### BRONTEKST
====
De Doelgroep: Meisjes in instellingen
In 1947 zat 18.7 % van de rk meisjes in internaten of tehuizen. In 1970 was dat aantal gedaald tot minder dan 2 %. daar geplaatst door ouders, door voogden, door de kinderbescherming of door de rechter.
In een aantal instellingen van zustercongregaties zijn meisjes langdurig en zwaar mishandeld. Zij zijn excessief gestraft, veelal voor onbeduidende overtredingen of zonder enige aanleiding. Zij zijn met voorwerpen geslagen, naakt buiten in de kou gezet, in koud water gezet, in het donker opgesloten. Ze werden gedwongen te eten en moesten hun braaksel opeten. Hun werd contact met de ouders onthouden. Niet zelden was de mishandeling seksueel van aard: slaag op de geslachtsdelen, langdurig en hardhandig 'wassen' van de geslachtsdelen, hardhandig 'intern onderzoek'. Ze werden vernederd zoals ook de zusters zelf in hun noviciaat vernederd waren
Bijzonder slecht was de situatie voor meisjes die gezien werden als 'gevallen meisjes':zij moesten boeten. Vaak moesten zij onder zware omstandigheden arbeid - ook industriële arbeid - verrichten, zonder loon, zonder adequaat toezicht op de arbeidsomstandigheden. Er zijn meisjes geweest die zijn gedwongen afstand te doen van hun kind.
====
### AANGELEVERDE LIJST
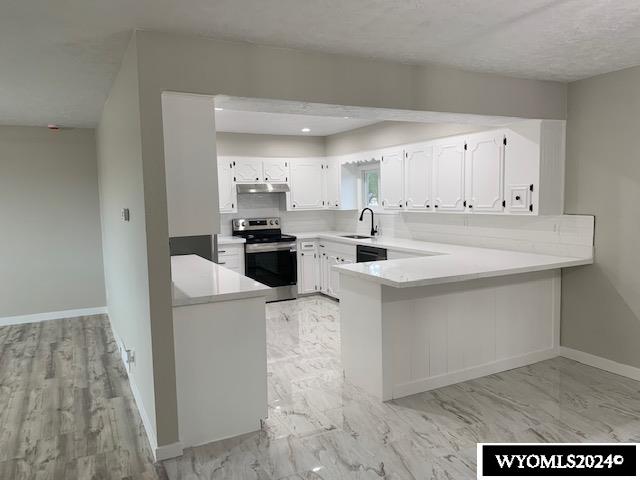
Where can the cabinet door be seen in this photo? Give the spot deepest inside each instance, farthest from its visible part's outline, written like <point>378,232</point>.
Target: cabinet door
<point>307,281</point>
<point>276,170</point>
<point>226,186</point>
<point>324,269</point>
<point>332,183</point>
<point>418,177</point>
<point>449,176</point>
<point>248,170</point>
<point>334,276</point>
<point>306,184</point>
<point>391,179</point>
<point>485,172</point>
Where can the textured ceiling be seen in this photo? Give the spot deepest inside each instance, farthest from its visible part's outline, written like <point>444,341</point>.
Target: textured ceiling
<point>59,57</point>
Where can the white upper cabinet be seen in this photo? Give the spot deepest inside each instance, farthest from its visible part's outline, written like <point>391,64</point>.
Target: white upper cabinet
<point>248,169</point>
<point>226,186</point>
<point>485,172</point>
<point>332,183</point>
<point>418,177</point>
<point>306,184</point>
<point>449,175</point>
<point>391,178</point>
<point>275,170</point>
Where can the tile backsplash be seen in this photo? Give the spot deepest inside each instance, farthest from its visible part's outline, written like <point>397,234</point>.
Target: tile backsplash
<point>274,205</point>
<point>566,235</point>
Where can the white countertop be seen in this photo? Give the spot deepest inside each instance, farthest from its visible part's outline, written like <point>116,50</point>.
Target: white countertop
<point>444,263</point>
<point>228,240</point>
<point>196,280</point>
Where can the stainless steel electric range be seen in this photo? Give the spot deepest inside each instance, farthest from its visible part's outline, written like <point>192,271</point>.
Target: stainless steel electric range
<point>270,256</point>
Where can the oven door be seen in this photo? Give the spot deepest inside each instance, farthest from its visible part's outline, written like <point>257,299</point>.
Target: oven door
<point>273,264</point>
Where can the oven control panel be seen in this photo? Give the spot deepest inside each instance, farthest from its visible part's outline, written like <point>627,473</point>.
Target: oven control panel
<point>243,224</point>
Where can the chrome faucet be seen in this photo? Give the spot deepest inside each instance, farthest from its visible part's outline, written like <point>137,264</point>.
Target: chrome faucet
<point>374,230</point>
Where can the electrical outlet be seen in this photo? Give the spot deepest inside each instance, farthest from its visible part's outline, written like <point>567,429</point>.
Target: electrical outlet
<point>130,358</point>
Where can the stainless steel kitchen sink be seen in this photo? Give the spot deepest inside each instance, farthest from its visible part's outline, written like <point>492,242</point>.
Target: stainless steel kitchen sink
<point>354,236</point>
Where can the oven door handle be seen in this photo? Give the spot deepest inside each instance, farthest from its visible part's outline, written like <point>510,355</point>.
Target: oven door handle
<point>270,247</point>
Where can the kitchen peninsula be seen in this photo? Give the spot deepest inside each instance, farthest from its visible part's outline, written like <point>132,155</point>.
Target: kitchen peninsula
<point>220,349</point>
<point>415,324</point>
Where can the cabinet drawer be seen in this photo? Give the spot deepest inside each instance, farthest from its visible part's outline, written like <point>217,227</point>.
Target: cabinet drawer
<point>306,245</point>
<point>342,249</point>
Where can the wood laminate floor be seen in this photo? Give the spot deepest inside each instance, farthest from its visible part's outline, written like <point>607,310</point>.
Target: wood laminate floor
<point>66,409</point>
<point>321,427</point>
====
### TAKEN
a: Beantwoord de volgende vragen over de tekst over meisjes in instellingen:
(i) Welk percentage van de rk meisjes zat in 1947 in internaten of tehuizen?
(ii) Wat werd de meisjes in een aantal instellingen onthouden?
(iii) Waartoe werden sommige meisjes gedwongen, volgens de laatste zin van de tekst?
b: Druk uit de tekst over meisjes in instellingen het stuk af vanaf "De Doelgroep: Meisjes" tot en met "door de rechter.".
c: Zet de alinea die begint met "Bijzonder slecht was de situatie" uit de tekst over meisjes in instellingen om in een korte opsomming met de belangrijkste feiten.

### ANTWOORDEN OEFENING
a:
(i) 18.7 %
(ii) Contact met de ouders.
(iii) Om afstand te doen van hun kind.

b:
De Doelgroep: Meisjes in instellingen
In 1947 zat 18.7 % van de rk meisjes in internaten of tehuizen. In 1970 was dat aantal gedaald tot minder dan 2 %. daar geplaatst door ouders, door voogden, door de kinderbescherming of door de rechter.

c:
- Voor meisjes die als 'gevallen meisjes' werden gezien, was de situatie bijzonder slecht: zij moesten boeten.
- Vaak moesten zij onder zware omstandigheden werken, ook in industriële arbeid.
- Dat werk was zonder loon en zonder adequaat toezicht op de arbeidsomstandigheden.
- Sommige meisjes werden gedwongen afstand te doen van hun kind.